THIS IS A RERUN OF A SERIES OF BLOGS WITH MY BATTLE AGAINST A RACCOON. MIGHT ME MY BEST EFFORT ON BLOGGING.
We have lived in our house in the woods for 24 years and I can count on one hand the number of raccoons I have seen over those years. Each year some animal always causes trouble for us in some ways. This year deer have feasted on the okra in the garden. They have eaten the leaves off almost down to the ground. We only got one small mess of okra all season.
With two water gardens in the back yard with both plants and fish, everyone said watch out!!. In the last two weeks a raccoon has been active around both gardens causing havoc. One morning my wife found that something had dug most of the dirt and gravel and a plant out of it's pot in the water. The water was very muddy and the poor fish were hiding. This happened in the smaller pond. Over near the bigger pond there was a hole in the ground where last year as I mowed I disturbed a nest of yellow jackets. Yes, I got stung! How can such a small bee inflict such pain?? No, I'm not a wimp!!A rock was placed over the hole after I got rid of those bees and dirt place over the rock. Rambo, had dug up the rock to see what was there.

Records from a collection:
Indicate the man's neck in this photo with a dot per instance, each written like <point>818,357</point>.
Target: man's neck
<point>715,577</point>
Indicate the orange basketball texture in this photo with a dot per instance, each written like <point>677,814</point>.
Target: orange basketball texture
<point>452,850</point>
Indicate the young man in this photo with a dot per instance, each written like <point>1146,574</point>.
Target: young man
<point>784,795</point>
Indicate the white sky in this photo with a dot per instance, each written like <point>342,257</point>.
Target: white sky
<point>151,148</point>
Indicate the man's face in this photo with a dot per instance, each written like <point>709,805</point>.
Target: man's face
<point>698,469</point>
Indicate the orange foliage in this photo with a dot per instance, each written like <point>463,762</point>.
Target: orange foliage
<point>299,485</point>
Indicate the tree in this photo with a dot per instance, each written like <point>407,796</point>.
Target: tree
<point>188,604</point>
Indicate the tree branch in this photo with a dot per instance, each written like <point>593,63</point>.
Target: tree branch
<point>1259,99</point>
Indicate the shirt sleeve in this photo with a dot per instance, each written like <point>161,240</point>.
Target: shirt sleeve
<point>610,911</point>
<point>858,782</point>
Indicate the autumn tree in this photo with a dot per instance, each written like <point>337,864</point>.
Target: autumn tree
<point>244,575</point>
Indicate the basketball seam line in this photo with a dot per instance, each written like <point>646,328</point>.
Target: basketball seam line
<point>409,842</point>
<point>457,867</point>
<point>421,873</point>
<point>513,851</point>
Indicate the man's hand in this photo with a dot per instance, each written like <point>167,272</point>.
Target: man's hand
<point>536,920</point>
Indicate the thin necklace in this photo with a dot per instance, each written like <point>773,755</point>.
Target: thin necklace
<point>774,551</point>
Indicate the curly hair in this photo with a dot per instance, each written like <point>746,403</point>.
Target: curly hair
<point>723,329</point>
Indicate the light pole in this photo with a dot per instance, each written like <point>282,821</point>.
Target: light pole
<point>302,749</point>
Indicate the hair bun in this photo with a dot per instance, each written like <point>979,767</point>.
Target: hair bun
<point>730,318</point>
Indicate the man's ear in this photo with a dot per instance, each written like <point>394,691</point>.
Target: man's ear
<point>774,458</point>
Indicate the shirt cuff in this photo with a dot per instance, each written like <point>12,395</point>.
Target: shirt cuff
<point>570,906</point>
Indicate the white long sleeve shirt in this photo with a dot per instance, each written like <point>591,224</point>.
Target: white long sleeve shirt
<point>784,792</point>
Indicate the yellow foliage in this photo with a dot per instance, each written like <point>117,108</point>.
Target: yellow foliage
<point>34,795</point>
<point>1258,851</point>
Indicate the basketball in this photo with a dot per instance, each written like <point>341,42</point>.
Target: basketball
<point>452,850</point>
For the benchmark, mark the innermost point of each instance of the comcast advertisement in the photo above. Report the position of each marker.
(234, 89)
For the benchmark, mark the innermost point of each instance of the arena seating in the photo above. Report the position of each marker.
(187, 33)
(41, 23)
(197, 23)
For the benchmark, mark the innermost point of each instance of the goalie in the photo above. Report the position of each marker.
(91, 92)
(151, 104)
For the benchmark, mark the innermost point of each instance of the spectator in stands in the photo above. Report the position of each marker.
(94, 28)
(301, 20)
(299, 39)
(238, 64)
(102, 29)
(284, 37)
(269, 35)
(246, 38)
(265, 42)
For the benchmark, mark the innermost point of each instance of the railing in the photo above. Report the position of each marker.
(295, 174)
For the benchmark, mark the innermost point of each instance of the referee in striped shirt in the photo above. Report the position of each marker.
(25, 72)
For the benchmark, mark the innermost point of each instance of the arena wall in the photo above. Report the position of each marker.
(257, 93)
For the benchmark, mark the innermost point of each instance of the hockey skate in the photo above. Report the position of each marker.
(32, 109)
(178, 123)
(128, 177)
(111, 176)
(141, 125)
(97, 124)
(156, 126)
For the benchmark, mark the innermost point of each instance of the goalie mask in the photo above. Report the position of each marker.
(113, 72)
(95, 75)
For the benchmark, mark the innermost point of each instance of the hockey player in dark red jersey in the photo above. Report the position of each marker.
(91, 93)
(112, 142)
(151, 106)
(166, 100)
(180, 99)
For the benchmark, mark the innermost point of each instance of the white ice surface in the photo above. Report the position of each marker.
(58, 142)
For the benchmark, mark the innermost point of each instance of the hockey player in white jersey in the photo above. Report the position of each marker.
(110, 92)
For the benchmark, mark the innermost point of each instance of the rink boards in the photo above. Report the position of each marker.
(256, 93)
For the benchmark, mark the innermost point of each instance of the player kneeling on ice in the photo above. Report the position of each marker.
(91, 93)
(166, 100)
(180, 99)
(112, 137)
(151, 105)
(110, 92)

▶ **Required actions**
1/ Using the raccoon blog post, decide whether each statement agrees with it, answering yes or no and quoting the deciding words: (a) The deer ate the okra leaves nearly to the ground. (b) The muddy water and hiding fish were found in the bigger pond. (c) The writer was stung while mowing.
2/ Resume the raccoon blog post from the point where it stops.

▶ **Response list**
1/
(a) Yes: "They have eaten the leaves off almost down to the ground."
(b) No: "This happened in the smaller pond."
(c) Yes: "last year as I mowed I disturbed a nest of yellow jackets. Yes, I got stung!"

2/
Small tracks across the new sealed driveway gave a clue to what was causing our problems. All the fish were still in the ponds but how long till Rambo discovers the fish? Go get us a trap I'm told by my wife. Off to Tractor Supply to buy a trap suitable for capturing Rambo Raccoon. Man am I in luck, a trap designed for raccoons and other creatures that size is on sale and you also get a smaller bonus trap free. $ 30 and I pick up some sardines for bait, that should attract him. Man those things stink!! That evening I set the trap and bait with sardines and place it near the small pond. Once that varmint enters the trap to eat those sardines and steps on the trigger Bam, down comes the door and he's caught. Maybe?? The next morning I'm out to see if I caught that varmint. Wrong!! The trap is turned over the bait gone and no raccoon in sight. Maybe he's an invisible raccoon. There isn't anyway he could get out?? Round one, Rambo 1- NickO O.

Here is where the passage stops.